== Provided material ==
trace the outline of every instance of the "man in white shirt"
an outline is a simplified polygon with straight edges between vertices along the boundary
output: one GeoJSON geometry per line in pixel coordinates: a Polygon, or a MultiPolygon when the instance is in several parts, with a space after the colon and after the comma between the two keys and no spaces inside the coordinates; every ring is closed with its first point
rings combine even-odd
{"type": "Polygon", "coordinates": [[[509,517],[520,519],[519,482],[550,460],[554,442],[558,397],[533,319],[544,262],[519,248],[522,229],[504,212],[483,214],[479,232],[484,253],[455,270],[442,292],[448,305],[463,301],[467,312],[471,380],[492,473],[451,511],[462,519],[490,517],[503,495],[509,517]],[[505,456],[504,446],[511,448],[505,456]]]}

== Brief ==
Rewrite the listing with "outline" changed to "contour" wherever it occurs, leaving everything else as it is.

== Answer to this exercise ==
trace the contour of every instance of the "man in white shirt"
an contour is a simplified polygon with straight edges between vertices along the boundary
output: one GeoJSON geometry per line in pixel coordinates: a Polygon, or a MultiPolygon when the instance is in several parts, with a space after the colon and after the comma between the two keys and no spaces inside the coordinates; every ring is closed with its first point
rings combine even-odd
{"type": "Polygon", "coordinates": [[[509,517],[520,519],[519,482],[550,460],[554,442],[558,397],[533,319],[544,262],[519,248],[522,229],[504,212],[483,214],[479,232],[484,253],[455,270],[442,292],[448,305],[463,301],[467,312],[471,380],[492,473],[451,511],[462,519],[490,517],[503,495],[509,517]],[[505,456],[504,446],[511,448],[505,456]]]}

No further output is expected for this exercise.